TASK PROMPT >> Could you carry over the items below, starting at the line that contains "Question: For every instance of the horse tail" and ending at the line that contains "[(684, 499)]", with 144 added to every coordinate in their answers?

GIVEN RECORDS >>
+-------+

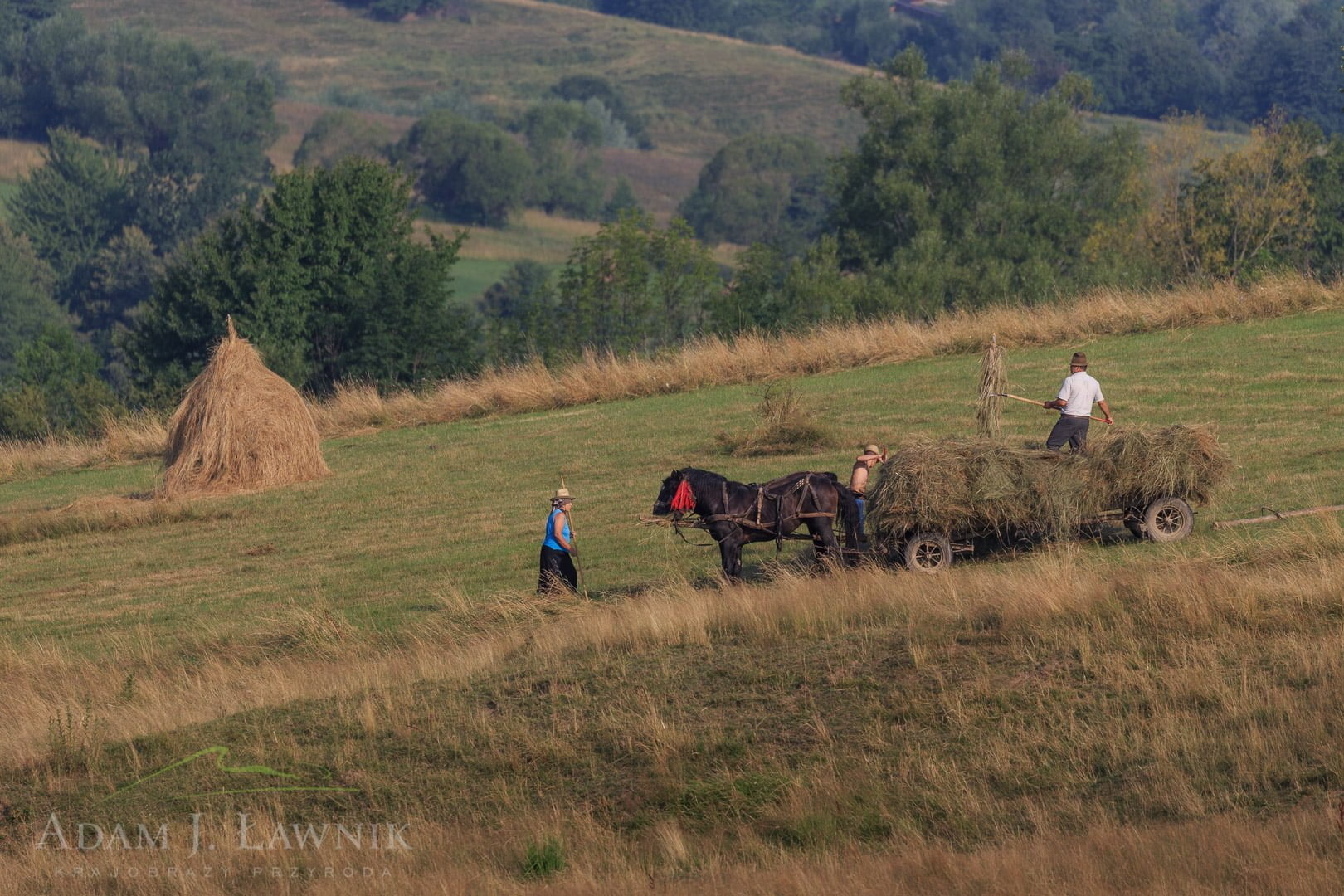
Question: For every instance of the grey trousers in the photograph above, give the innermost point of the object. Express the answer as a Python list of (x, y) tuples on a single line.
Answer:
[(1071, 430)]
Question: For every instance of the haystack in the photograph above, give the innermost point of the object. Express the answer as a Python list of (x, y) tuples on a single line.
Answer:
[(993, 383), (240, 427), (986, 486)]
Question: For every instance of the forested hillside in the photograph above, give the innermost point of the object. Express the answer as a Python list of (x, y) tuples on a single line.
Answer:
[(825, 192), (1231, 60)]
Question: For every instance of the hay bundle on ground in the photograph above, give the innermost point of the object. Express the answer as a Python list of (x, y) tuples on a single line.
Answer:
[(993, 383), (986, 486), (240, 427)]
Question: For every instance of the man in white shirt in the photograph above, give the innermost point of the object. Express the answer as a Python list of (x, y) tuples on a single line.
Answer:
[(1075, 399)]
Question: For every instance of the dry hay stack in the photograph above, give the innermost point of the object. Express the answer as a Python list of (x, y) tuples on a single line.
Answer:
[(983, 486), (240, 427), (993, 382)]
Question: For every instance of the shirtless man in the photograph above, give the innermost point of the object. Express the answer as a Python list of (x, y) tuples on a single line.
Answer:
[(871, 457)]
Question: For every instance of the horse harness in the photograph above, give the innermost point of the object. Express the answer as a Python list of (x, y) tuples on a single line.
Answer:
[(802, 488)]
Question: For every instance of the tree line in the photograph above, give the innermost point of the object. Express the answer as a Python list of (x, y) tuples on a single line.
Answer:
[(1229, 60), (955, 197)]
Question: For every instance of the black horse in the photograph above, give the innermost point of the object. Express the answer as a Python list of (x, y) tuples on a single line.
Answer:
[(738, 514)]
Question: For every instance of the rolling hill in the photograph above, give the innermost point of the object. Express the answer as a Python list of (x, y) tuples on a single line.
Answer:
[(374, 635)]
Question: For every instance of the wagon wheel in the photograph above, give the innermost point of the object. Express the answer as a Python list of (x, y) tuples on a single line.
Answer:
[(1168, 519), (928, 553)]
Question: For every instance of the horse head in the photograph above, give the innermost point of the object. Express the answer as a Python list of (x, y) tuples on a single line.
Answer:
[(663, 507)]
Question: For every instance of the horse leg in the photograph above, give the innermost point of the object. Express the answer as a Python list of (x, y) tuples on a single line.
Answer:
[(730, 551), (824, 535)]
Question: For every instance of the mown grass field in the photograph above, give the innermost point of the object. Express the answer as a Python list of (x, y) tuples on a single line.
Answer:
[(414, 514), (377, 631)]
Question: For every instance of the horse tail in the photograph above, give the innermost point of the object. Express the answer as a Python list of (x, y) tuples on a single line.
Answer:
[(849, 514)]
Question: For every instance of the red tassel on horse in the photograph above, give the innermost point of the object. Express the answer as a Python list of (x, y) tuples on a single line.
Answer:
[(684, 499)]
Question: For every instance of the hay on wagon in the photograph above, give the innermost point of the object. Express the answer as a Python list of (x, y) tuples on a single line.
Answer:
[(240, 427), (986, 486)]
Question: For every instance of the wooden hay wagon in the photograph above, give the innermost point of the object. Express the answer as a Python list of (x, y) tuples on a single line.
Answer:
[(936, 500)]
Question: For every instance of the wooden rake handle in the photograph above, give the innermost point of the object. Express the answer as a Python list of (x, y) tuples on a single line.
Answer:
[(1031, 401)]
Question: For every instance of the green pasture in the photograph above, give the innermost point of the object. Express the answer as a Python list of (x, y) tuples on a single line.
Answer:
[(411, 516)]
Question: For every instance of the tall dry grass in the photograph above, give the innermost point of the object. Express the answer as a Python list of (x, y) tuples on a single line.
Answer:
[(1293, 855), (1177, 638), (750, 358), (305, 652)]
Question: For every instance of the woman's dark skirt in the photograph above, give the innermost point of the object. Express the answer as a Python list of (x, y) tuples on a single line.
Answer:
[(557, 571)]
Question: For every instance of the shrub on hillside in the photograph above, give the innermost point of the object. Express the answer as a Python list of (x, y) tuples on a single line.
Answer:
[(468, 171), (342, 134), (760, 188), (54, 388), (975, 192), (329, 277)]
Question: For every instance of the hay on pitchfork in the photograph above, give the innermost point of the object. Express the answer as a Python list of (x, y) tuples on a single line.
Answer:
[(240, 427), (986, 486), (993, 383)]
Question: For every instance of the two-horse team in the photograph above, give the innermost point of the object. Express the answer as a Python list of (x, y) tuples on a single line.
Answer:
[(737, 514)]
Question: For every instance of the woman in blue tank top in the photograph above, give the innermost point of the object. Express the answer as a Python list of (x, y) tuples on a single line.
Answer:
[(558, 547)]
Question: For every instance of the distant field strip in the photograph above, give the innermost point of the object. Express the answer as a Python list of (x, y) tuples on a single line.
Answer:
[(752, 358)]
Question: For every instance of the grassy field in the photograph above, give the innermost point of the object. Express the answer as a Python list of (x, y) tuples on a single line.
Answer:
[(375, 631)]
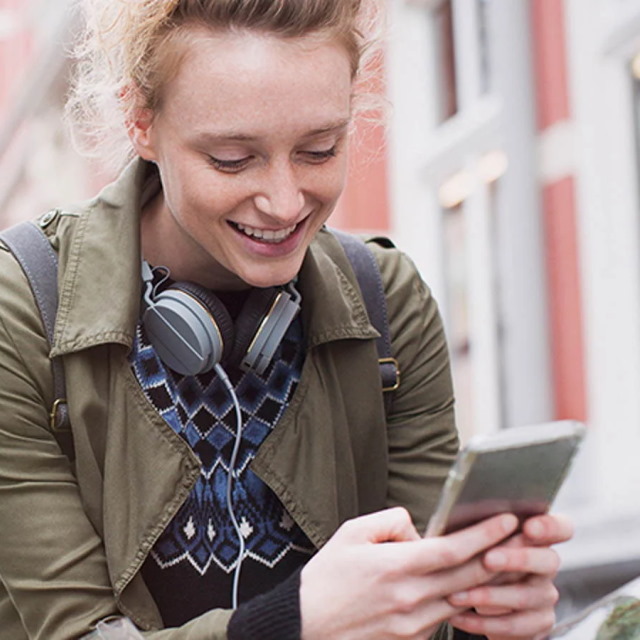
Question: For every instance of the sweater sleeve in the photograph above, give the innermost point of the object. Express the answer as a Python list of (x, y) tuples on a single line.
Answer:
[(274, 615)]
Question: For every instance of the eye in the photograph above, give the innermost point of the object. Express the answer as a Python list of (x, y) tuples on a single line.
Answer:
[(318, 157), (230, 166)]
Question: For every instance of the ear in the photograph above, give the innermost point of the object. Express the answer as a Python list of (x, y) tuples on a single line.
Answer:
[(140, 130)]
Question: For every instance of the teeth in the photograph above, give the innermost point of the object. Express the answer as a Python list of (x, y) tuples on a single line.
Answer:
[(267, 235)]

+-------+

EXERCISE RESULT >>
Question: For every instance of the horse tail in the photograph above, give the innermost point of the object. Express the answer as a Python list of (x, y) tuples on a single line.
Answer:
[(993, 658)]
Question: For every instance of the red tassel on horse in the photograph above, give the innermost point of the object. Express the answer as a Python list of (x, y) tuples on a single line.
Answer:
[(828, 643)]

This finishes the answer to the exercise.